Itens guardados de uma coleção
-=-=-=-=-
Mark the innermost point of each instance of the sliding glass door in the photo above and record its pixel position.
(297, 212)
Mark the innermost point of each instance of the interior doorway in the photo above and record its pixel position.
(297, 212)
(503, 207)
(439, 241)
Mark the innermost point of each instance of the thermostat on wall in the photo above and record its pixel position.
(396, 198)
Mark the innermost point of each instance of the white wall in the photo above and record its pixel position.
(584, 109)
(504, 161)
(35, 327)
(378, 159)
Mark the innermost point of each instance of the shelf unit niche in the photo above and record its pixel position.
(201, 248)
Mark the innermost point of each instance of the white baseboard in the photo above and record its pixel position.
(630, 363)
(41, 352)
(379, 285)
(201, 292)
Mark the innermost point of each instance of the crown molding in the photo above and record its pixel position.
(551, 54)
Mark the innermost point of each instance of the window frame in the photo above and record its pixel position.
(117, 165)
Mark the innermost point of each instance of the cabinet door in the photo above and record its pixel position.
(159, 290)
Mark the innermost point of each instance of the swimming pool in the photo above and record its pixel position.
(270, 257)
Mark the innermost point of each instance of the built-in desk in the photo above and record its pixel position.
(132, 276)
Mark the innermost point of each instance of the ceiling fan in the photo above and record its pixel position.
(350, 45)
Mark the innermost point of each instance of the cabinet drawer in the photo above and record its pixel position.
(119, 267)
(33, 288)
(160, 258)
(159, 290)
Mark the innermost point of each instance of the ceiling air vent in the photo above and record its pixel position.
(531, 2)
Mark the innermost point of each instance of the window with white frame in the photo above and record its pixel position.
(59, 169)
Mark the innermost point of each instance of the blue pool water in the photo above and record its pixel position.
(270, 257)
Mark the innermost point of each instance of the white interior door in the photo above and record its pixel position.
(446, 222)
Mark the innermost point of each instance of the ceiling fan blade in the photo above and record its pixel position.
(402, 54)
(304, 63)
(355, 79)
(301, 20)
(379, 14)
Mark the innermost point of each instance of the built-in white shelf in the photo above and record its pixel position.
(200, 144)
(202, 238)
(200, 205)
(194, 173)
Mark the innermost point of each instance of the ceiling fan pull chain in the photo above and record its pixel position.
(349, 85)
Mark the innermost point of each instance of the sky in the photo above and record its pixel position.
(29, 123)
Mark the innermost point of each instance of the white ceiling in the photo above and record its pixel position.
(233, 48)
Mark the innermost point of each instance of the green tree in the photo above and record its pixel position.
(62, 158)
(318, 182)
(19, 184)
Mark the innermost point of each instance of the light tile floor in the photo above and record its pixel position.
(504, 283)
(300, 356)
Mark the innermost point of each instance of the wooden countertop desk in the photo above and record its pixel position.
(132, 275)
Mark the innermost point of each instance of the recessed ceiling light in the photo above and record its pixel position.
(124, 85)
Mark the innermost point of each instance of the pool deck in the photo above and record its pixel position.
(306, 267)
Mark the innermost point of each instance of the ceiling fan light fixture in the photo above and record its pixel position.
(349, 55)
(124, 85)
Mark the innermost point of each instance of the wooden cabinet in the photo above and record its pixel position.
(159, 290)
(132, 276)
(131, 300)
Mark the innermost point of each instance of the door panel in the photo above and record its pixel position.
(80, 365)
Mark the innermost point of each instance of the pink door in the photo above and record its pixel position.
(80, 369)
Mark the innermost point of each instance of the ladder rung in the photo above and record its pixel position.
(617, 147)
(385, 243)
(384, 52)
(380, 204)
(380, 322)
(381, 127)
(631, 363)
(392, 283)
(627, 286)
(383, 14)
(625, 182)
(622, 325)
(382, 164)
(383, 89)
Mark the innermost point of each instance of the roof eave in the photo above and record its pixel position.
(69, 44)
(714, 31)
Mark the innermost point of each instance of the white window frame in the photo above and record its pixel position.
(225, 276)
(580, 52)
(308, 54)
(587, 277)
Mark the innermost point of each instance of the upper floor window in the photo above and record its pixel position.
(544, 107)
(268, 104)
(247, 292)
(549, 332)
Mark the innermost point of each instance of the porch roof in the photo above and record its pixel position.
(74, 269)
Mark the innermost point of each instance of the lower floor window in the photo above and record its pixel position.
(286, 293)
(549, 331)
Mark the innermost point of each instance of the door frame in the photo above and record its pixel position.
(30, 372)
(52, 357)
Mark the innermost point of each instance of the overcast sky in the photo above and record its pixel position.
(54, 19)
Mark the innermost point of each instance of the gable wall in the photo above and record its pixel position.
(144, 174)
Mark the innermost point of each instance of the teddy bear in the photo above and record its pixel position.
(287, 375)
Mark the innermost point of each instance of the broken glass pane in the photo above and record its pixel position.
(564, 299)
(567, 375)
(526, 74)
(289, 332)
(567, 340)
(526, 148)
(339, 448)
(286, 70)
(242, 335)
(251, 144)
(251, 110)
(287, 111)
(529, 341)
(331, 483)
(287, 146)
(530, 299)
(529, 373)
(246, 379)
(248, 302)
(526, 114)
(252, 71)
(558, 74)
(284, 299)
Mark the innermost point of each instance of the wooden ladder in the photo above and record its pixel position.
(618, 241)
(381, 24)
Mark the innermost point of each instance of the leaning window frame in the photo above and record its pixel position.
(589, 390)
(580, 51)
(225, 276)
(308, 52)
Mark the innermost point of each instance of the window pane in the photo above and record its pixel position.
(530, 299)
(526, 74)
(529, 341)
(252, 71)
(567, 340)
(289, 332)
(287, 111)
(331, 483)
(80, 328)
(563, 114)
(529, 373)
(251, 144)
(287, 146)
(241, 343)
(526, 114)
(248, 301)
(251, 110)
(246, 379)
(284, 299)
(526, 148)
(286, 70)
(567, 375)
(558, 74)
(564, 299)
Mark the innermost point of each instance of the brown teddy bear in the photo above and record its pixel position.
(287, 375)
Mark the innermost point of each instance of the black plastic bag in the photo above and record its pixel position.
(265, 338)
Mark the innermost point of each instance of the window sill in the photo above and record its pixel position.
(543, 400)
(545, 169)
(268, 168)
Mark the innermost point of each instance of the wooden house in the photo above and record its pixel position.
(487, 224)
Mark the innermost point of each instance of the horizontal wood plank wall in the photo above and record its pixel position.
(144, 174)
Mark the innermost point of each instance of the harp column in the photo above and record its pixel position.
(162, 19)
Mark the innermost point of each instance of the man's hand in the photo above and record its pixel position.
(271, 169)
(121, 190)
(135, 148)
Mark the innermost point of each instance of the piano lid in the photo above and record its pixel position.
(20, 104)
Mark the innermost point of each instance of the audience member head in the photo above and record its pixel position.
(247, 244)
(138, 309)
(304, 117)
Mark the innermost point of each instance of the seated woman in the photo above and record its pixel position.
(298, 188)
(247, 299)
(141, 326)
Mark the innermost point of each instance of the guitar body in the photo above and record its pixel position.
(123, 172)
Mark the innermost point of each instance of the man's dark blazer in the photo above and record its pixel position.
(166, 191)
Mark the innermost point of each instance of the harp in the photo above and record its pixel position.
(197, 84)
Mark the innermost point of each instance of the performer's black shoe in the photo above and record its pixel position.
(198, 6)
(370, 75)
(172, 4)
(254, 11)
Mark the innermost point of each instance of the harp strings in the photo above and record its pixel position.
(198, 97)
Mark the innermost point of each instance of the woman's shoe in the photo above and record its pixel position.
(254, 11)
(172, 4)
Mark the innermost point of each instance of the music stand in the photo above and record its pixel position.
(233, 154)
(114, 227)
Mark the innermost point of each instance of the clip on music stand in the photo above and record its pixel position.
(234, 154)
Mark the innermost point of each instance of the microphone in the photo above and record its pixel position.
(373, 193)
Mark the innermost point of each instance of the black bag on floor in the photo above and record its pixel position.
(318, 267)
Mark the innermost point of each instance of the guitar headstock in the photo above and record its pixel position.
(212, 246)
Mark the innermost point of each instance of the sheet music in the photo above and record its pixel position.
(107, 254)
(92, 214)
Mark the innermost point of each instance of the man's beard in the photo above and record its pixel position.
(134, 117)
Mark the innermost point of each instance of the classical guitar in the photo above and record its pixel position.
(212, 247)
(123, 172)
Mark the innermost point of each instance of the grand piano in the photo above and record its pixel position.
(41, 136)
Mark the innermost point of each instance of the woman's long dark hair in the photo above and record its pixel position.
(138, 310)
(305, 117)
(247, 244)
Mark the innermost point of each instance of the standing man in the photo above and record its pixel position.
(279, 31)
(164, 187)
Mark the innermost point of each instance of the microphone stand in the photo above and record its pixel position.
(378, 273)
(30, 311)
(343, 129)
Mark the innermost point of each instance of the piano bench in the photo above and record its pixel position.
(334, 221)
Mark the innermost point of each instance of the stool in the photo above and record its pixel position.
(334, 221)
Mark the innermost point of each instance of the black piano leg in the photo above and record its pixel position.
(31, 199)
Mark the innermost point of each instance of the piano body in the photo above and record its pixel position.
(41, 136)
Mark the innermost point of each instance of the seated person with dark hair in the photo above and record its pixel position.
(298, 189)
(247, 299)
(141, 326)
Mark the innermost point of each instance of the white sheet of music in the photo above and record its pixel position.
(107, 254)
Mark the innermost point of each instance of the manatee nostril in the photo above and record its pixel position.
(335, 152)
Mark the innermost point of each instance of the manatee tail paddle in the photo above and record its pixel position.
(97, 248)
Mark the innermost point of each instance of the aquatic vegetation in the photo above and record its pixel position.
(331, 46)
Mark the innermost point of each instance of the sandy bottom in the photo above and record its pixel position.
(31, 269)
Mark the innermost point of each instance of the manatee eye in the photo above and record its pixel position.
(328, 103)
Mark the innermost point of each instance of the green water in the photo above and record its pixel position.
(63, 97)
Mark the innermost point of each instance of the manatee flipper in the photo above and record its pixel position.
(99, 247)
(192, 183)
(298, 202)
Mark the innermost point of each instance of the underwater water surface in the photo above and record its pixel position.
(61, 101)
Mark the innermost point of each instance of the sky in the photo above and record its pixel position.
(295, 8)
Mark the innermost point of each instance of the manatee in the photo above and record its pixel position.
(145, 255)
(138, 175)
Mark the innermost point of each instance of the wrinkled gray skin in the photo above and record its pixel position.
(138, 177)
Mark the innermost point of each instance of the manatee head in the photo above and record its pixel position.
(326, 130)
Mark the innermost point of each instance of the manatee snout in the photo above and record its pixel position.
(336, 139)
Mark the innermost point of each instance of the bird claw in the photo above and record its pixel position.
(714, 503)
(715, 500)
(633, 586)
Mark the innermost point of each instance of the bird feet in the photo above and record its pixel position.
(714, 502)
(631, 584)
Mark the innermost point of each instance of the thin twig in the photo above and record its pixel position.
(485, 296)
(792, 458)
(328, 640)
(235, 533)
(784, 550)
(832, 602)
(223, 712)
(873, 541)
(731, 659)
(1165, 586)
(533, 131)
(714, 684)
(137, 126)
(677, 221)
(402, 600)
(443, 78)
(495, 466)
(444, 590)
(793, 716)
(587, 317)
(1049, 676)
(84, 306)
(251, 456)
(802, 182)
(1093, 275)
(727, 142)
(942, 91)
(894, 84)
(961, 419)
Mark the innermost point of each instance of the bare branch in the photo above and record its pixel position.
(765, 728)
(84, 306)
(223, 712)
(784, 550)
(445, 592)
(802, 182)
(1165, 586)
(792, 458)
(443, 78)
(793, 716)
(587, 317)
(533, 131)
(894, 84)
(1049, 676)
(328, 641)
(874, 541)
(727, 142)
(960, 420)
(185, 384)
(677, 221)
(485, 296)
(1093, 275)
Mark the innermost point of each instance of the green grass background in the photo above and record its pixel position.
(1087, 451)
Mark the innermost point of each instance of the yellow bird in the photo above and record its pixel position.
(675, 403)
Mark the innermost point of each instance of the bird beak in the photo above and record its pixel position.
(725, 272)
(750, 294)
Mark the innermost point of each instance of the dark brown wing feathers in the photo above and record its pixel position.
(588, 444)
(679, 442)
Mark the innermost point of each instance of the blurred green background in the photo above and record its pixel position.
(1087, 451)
-=-=-=-=-
Objetivo do exercício: Por favor, reescreva as entradas da linha que contém "Mark the innermost point of each instance of the bird beak" até o fim das entradas, inclusive, trocando "blurred green background" por "soft green background" e mantendo todo o resto igual.

Resultado da tarefa:
Mark the innermost point of each instance of the bird beak in the photo above and record its pixel position.
(725, 272)
(750, 294)
Mark the innermost point of each instance of the dark brown wing feathers in the photo above and record its pixel position.
(588, 444)
(679, 442)
Mark the innermost point of each instance of the soft green background in the photo above and record its pixel position.
(1087, 451)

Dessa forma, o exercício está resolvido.